Problem A:
Arrange the records as a numbered list, beginning with the line that contains "Where can the ceiling" and continuing through the end of the records, with blank lines omitted.

One of the new features of macOS Sierra is that it can automatically ‘manage storage’ on your Mac. What this means is, if you’re getting low on SSD space, macOS can automatically upload older and larger files to iCloud and then delete them from your Mac. When macOS deletes a file, it leaves an alias that will download the file from iCloud as required.

Effectively, you don’t have to worry about how much physical storage your Mac has – you can just treat it as an infinitely large drive and macOS takes care of shifting things back and forth from the cloud as required.

That’s great in theory, but there seem to be a few flaws in practice …

First, macOS for some reason puts different elements of the feature in two different places on your Mac. One aspect of it is where you’d expect it: System Preferences > iCloud. Here you can switch the feature on or off for files stored on your iCloud Drive. Click the Options button next to iCloud Drive.

The other element isn’t in System Preferences at all: you instead have to go to the Apple menu > About this Mac > Storage > Manage. At that point, you can choose to store all your files on iCloud when necessary, retaining only recently-opened ones on your Mac. That’s a pretty well-hidden feature!

Problem B:
Summarize the text on storage management in macOS Sierra in two sentences.

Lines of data
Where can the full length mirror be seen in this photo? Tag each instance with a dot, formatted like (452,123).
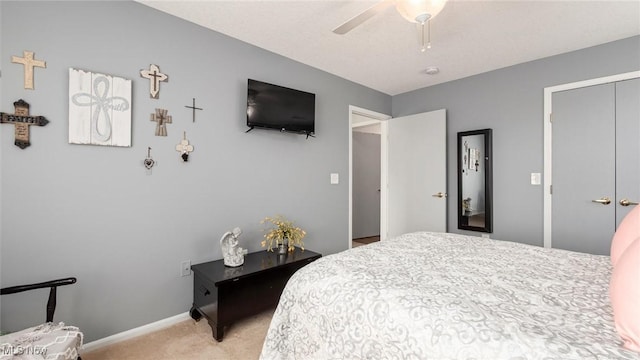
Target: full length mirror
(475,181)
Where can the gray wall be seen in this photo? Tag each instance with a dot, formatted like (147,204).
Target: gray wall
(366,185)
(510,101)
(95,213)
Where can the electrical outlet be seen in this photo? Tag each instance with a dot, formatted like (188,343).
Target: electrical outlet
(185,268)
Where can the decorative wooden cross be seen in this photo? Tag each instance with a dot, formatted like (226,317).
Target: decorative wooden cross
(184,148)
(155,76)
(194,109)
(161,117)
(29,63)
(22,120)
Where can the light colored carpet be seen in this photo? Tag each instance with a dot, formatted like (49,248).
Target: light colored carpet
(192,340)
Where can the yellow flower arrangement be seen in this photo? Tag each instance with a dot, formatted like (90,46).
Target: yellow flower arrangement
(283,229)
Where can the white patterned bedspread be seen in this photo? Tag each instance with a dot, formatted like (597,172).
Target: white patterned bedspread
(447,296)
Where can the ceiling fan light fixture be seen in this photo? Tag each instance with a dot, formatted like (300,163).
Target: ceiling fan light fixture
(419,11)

Finished answer A:
1. Where can the ceiling fan light fixture be seen in this photo? Tag each instance with a dot, formatted like (300,163).
2. Target: ceiling fan light fixture
3. (419,11)

Finished answer B:
When SSD space runs low, macOS Sierra can upload older and larger files to iCloud, delete them from the Mac, and leave an alias that downloads each file as required. The feature's settings are split between System Preferences > iCloud, for files on iCloud Drive, and Apple menu > About this Mac > Storage > Manage, where you can choose to keep only recently opened files on the Mac.